* **Collection entries**:
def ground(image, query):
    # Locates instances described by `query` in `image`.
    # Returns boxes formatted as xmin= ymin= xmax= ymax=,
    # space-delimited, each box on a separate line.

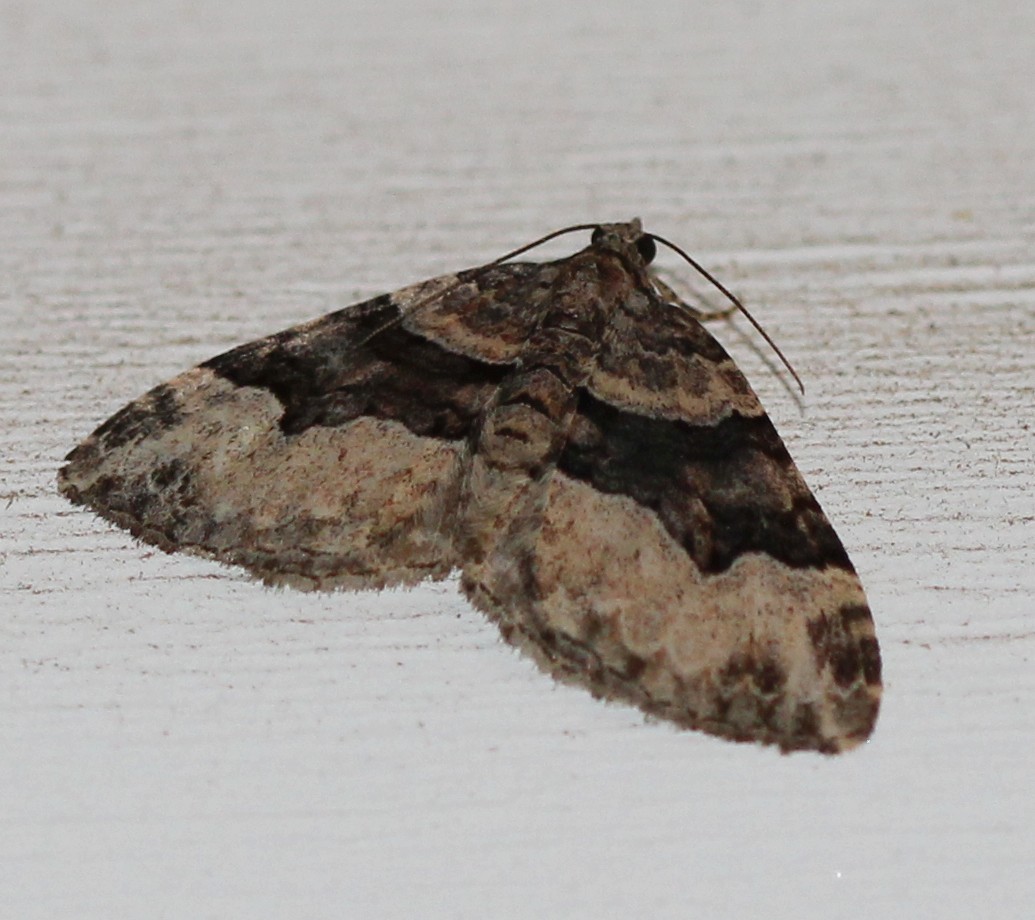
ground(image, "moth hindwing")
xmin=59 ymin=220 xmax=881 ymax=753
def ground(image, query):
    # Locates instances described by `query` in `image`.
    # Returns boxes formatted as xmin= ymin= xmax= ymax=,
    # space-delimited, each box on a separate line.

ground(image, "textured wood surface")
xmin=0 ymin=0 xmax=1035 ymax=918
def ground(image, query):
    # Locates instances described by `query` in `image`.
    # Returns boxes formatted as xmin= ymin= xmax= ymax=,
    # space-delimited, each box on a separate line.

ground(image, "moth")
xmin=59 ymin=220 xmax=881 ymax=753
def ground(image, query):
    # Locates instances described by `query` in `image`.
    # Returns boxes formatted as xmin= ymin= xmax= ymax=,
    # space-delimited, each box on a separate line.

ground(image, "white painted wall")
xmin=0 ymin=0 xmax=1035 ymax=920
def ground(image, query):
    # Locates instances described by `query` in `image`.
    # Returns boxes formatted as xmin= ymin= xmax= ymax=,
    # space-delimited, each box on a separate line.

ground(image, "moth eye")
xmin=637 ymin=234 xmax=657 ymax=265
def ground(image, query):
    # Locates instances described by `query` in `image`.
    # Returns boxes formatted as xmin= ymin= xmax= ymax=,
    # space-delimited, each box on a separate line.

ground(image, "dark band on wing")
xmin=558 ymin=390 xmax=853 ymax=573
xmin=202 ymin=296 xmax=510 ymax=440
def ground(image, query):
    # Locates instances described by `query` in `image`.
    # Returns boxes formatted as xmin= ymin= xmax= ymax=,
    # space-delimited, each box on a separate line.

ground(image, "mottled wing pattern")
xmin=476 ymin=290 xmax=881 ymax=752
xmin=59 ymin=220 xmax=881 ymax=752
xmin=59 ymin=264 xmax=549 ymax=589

* **Directions**: Please identify every line above that contains the word "moth" and copy each one in full.

* **Task result**:
ground(image, "moth hindwing")
ground(image, "moth")
ground(image, "moth eye")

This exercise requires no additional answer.